(Exercise):
Reproduce every one of the records below line for line, without changing a single character.

(Records):
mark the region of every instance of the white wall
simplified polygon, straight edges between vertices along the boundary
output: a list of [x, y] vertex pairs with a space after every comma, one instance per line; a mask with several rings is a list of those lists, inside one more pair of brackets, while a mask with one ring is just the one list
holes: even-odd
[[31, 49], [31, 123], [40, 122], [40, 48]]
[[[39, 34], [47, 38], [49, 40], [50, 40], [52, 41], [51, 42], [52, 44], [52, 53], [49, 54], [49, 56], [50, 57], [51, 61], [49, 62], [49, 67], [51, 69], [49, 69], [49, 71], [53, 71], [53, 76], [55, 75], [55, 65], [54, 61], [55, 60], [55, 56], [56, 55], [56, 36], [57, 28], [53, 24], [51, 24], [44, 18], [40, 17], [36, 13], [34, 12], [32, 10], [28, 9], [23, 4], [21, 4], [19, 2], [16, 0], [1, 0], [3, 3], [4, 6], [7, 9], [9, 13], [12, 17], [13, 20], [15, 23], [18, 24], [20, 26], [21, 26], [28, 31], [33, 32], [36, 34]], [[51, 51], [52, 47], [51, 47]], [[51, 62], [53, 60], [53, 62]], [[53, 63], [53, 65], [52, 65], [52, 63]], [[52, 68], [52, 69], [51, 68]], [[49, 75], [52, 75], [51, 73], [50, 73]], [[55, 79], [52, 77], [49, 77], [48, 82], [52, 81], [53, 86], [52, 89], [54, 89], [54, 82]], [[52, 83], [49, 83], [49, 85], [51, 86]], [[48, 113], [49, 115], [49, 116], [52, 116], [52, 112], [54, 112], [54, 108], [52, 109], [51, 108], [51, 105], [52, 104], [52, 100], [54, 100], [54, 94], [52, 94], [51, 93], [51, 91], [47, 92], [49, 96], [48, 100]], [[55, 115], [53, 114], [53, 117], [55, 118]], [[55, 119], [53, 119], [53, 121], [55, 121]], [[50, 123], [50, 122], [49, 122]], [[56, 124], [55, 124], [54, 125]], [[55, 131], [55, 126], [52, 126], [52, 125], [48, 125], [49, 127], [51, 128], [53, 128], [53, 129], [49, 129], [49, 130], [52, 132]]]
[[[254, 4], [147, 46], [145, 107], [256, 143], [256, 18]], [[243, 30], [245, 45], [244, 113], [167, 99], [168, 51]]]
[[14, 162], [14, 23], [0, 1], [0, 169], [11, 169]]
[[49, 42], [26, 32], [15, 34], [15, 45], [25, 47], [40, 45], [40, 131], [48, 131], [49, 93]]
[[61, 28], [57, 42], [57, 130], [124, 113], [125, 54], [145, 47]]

(Task output):
mark the region of every instance of the white wall
simplified polygon, straight edges between vertices along the boundary
output: a list of [x, y] vertex pairs with a space after every comma, one instance per line; a mask with several rings is a list of those lists, inside one more pair of brackets, while a mask with one ring is just the one list
holes: even-odd
[[31, 49], [31, 123], [40, 122], [40, 48]]
[[[39, 34], [47, 38], [49, 40], [50, 40], [52, 41], [51, 42], [52, 44], [52, 53], [49, 54], [49, 56], [50, 57], [51, 61], [49, 62], [49, 67], [51, 69], [49, 69], [49, 71], [53, 71], [53, 76], [55, 75], [55, 65], [54, 61], [55, 60], [55, 56], [56, 55], [56, 36], [57, 28], [53, 24], [51, 24], [44, 18], [40, 17], [36, 13], [34, 12], [32, 10], [28, 9], [23, 4], [21, 4], [19, 2], [16, 0], [1, 0], [3, 3], [4, 6], [7, 9], [9, 13], [12, 17], [13, 20], [15, 23], [18, 24], [20, 26], [21, 26], [28, 31], [33, 32], [36, 34]], [[51, 51], [52, 47], [51, 47]], [[51, 62], [53, 60], [53, 62]], [[53, 63], [53, 65], [52, 65], [52, 63]], [[52, 68], [52, 69], [51, 68]], [[49, 75], [52, 75], [51, 73], [50, 73]], [[55, 79], [52, 77], [49, 77], [48, 82], [52, 81], [53, 86], [52, 89], [54, 89], [54, 82]], [[52, 83], [49, 83], [49, 85], [51, 86]], [[48, 113], [49, 115], [49, 116], [52, 116], [52, 112], [54, 112], [54, 108], [52, 109], [51, 108], [51, 105], [52, 104], [52, 100], [54, 100], [54, 94], [52, 94], [51, 93], [51, 91], [47, 92], [49, 96], [48, 100]], [[55, 115], [53, 114], [53, 117], [55, 118]], [[55, 119], [53, 119], [53, 121], [55, 121]], [[50, 123], [50, 122], [49, 122]], [[56, 124], [55, 124], [54, 125]], [[55, 131], [55, 126], [52, 126], [52, 125], [48, 125], [49, 127], [51, 128], [53, 128], [53, 129], [49, 129], [49, 130], [52, 132]]]
[[[254, 4], [147, 46], [145, 107], [256, 143], [256, 18]], [[243, 30], [245, 45], [244, 113], [167, 99], [168, 51]]]
[[14, 162], [14, 23], [0, 1], [0, 169], [11, 169]]
[[49, 42], [26, 32], [15, 34], [15, 45], [25, 47], [40, 45], [40, 131], [48, 131], [49, 93]]
[[61, 28], [57, 42], [57, 130], [124, 113], [125, 54], [145, 47]]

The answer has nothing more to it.